• [DIRECTION]:
Each line from the one that contains "locate: white vikings" to the end of the material must be quoted exactly; include both end lines and nothing else.

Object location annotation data

————

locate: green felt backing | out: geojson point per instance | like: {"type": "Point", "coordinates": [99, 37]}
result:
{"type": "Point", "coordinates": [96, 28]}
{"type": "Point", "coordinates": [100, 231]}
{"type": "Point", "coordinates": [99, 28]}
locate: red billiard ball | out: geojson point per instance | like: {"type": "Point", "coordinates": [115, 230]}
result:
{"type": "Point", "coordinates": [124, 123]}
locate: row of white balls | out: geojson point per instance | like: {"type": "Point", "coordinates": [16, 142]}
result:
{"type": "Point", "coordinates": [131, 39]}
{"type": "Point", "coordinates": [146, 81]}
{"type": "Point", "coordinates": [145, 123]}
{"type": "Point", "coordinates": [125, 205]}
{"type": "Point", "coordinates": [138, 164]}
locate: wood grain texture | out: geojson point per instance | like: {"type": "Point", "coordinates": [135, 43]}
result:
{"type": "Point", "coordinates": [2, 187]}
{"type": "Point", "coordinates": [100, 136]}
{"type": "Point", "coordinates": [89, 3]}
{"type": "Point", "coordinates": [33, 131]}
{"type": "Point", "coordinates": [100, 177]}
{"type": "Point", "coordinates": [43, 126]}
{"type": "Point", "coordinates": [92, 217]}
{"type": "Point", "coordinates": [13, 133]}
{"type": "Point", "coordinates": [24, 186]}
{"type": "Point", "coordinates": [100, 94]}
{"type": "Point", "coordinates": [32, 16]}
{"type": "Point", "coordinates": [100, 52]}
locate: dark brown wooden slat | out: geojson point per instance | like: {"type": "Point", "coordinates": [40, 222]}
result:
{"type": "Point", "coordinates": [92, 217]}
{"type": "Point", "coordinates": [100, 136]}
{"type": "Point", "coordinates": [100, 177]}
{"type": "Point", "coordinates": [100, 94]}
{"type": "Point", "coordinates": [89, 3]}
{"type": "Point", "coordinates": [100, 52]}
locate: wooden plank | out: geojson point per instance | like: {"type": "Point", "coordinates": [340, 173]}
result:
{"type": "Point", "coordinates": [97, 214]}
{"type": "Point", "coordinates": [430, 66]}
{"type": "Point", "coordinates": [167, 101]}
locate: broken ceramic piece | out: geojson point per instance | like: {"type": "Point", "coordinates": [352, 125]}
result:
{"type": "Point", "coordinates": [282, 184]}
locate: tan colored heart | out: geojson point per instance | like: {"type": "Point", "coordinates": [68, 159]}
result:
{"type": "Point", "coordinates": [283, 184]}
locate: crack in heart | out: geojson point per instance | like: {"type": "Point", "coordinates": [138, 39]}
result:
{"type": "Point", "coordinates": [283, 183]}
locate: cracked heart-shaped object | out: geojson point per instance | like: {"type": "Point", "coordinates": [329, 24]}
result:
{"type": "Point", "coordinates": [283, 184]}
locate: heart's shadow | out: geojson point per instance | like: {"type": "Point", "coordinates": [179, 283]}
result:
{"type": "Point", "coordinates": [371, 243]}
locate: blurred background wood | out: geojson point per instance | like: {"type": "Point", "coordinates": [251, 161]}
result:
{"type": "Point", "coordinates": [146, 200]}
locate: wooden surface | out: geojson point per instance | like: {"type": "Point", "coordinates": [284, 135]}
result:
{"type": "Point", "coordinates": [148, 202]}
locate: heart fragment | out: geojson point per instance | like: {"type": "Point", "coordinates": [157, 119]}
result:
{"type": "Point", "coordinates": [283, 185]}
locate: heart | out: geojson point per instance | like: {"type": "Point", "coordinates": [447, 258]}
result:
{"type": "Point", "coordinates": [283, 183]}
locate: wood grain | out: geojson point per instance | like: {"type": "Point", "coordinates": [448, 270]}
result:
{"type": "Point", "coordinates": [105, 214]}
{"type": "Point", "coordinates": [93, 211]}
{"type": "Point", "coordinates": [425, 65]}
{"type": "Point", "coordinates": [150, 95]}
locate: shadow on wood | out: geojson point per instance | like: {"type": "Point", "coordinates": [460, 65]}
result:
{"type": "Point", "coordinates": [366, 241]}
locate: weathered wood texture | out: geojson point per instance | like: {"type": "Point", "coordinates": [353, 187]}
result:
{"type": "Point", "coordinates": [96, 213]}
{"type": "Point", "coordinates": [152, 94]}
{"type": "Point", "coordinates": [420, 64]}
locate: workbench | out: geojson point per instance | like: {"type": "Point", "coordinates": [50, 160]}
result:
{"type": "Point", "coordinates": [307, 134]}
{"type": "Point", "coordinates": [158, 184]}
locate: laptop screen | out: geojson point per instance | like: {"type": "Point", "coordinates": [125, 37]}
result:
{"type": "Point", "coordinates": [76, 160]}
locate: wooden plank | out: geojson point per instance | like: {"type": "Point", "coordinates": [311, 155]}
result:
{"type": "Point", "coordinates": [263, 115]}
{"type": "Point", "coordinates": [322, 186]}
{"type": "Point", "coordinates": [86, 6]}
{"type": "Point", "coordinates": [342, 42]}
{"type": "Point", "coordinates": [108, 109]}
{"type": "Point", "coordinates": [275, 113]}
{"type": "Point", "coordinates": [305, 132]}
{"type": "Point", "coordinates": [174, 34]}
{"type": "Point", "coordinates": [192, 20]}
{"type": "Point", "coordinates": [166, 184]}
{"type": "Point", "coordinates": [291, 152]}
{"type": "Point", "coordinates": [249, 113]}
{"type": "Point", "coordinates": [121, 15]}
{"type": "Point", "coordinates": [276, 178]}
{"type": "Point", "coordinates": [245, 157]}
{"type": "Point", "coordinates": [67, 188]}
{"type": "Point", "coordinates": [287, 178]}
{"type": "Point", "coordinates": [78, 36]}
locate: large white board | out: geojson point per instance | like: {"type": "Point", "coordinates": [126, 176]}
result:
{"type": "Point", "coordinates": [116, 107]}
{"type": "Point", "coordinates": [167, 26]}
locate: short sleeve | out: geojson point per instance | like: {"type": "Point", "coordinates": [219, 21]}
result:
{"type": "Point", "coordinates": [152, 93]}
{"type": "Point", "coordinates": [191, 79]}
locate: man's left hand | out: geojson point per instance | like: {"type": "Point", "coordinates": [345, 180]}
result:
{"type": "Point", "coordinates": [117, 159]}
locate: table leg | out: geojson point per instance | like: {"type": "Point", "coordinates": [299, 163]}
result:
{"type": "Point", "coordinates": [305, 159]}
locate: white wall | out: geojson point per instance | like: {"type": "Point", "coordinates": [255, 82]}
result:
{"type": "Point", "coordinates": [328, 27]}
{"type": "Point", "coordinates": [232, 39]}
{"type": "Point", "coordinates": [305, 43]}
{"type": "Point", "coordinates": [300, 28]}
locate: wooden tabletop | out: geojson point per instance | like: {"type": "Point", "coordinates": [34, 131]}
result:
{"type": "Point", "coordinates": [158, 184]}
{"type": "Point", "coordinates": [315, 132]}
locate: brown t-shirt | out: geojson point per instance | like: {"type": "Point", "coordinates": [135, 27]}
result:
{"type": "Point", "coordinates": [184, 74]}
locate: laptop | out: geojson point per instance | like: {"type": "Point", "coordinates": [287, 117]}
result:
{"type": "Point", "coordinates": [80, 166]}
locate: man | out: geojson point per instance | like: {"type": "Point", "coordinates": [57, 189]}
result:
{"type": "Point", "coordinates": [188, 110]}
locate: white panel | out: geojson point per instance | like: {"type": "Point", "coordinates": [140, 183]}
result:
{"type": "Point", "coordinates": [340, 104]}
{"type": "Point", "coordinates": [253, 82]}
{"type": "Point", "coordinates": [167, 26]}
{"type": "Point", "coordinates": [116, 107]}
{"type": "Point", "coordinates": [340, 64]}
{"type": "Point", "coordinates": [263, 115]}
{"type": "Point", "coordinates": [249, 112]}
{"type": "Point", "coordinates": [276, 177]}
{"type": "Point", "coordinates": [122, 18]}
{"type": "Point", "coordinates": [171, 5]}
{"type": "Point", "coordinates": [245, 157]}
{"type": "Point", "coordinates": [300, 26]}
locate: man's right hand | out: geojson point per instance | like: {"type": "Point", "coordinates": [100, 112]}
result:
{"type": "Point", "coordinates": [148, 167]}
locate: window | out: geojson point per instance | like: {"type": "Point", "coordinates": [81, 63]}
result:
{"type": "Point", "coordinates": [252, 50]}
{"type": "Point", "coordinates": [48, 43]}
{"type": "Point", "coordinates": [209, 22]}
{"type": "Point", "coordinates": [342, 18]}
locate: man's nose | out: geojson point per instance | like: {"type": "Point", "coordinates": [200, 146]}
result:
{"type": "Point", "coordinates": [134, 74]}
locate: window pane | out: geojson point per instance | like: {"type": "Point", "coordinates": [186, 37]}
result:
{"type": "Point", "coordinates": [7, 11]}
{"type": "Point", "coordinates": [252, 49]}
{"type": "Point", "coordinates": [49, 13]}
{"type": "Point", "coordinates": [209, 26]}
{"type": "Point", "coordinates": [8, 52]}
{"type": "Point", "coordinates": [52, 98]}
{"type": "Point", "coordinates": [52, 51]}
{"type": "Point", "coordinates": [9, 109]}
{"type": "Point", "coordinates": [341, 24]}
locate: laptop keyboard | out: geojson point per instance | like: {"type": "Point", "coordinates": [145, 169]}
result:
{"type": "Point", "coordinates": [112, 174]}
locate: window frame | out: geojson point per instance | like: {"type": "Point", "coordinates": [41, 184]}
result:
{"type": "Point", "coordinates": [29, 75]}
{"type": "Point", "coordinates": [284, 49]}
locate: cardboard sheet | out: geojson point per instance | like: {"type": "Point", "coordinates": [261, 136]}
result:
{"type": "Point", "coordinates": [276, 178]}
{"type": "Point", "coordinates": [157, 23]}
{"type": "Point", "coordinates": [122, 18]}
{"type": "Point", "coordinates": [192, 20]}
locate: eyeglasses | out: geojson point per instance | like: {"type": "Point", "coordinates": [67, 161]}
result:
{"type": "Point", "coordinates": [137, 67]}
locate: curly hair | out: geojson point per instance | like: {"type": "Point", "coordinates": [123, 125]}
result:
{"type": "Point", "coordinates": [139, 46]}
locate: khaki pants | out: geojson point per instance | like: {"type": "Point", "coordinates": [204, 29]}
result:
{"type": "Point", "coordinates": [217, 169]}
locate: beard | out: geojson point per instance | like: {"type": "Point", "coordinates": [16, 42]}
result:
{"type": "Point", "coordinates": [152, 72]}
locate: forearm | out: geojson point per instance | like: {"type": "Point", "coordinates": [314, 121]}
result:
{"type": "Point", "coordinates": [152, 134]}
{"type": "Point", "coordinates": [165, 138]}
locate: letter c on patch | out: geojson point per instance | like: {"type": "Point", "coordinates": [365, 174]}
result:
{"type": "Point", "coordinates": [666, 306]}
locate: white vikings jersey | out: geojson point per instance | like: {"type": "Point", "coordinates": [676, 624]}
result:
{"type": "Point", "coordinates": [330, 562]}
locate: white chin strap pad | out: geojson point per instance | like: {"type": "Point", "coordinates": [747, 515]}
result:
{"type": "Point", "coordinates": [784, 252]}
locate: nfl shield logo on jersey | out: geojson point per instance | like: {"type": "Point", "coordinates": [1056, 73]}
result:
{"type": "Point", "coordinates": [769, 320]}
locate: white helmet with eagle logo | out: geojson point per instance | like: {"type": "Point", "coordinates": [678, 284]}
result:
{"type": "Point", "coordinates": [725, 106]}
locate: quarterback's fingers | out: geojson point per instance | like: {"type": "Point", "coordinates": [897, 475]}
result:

————

• [RESPONSE BELOW]:
locate: white vikings jersey | out: geojson point per instance | like: {"type": "Point", "coordinates": [676, 624]}
result:
{"type": "Point", "coordinates": [330, 562]}
locate: white chin strap pad | out: geojson point per instance | like: {"type": "Point", "coordinates": [747, 515]}
result:
{"type": "Point", "coordinates": [784, 252]}
locate: nfl shield logo on jersey | out: geojson point per instance | like: {"type": "Point", "coordinates": [1056, 73]}
result:
{"type": "Point", "coordinates": [769, 320]}
locate: white helmet with eagle logo | out: geojson point per instance | like: {"type": "Point", "coordinates": [678, 284]}
result:
{"type": "Point", "coordinates": [725, 106]}
locate: quarterback's fingers | out: geojson point per instance | like: {"type": "Point", "coordinates": [897, 475]}
result:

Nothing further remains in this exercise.